Source excerpt —

──────────

Yeah I definitely would not be chopping up 20 lbs of beef liver or trying to convince my dogs that they must eat it!!! lol


----------



## Northwoods10 (Nov 22, 2010)

My thought is that they're there for a reason...we're not just throwing them in for the heck of it.


----------



## DaneMama (Jun 27, 2008)

How long have these people been feeding their dog this way?


----------



## Cliffdog (Dec 30, 2010)

"About six months" is what they told me.


----------



## nupe (Apr 26, 2011)

Keep in mind, dont go crazy with the organs though!!!....should on be about 10 % of diet ...over time!!


----------



## trikerdon (May 14, 2011)

I have a problem finding organs to feed Sheba. I can get beef liver and in some cases chicken livers but that is about it. The beef liver I have to grind into other meats for her to eat it though. How much of that should I be feeding her to get all the goodies she needs?

──────────

Entries shown —
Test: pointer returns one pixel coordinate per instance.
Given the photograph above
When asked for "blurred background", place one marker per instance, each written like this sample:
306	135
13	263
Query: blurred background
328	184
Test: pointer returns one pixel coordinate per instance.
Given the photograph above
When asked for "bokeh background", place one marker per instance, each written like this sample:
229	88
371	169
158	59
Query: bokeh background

──────────

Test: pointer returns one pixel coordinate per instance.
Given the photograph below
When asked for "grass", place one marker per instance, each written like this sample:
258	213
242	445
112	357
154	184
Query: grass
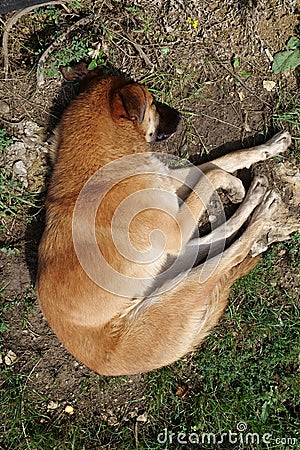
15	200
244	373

──────────

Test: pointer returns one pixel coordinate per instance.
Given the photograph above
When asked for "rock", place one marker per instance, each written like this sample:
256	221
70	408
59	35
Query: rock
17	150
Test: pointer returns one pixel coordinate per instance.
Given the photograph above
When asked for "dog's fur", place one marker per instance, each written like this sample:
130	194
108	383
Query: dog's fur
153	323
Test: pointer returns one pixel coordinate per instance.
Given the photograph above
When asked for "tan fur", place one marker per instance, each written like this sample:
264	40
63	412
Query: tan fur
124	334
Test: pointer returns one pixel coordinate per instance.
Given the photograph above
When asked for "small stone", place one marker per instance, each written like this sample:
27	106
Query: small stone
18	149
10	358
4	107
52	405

──────────

Set tasks —
a) List every username that heads a post in the forum thread about feeding organ meat to dogs.
b) Resume the forum thread about feeding organ meat to dogs, picking up right after its final post.

Exercise responses —
a) Northwoods10, DaneMama, Cliffdog, nupe, trikerdon

b)
----------



## nupe (Apr 26, 2011)

I only give Buddy beef liver or kidney as his organ and should be 10% of dailey food if doing totally [email protected]


----------



## RawFedDogs (Jun 16, 2008)

trikerdon said:


> I have a problem finding organs to feed Sheba. I can get beef liver and in some cases chicken livers but that is about it. The beef liver I have to grind into other meats for her to eat it though. How much of that should I be feeding her to get all the goodies she needs?


Should be around 10% of the diet. Have you tried feeding it frozen? Partially frozen? Mix a TINY bit in with something else. I used to mix it w/ canned salmon. I gradually increased the amount and now they will eat a big blob right out of my hand. It took time, but we got there.


----------



## DaneMama (Jun 27, 2008)

Cliffdog said:


> "About six months" is what they told me.


Maybe send them a pm about how it's detrimental to their dog's long term health if they don't add in at the very least a small amount of liver each week.


----------



## nupe (Apr 26, 2011)

@rawfed...got to piggy back on your give it to him frozen statement...Buddy hates it thawed...its the texture he cant stand thawed!!


----------



## lucky (Jan 8, 2011)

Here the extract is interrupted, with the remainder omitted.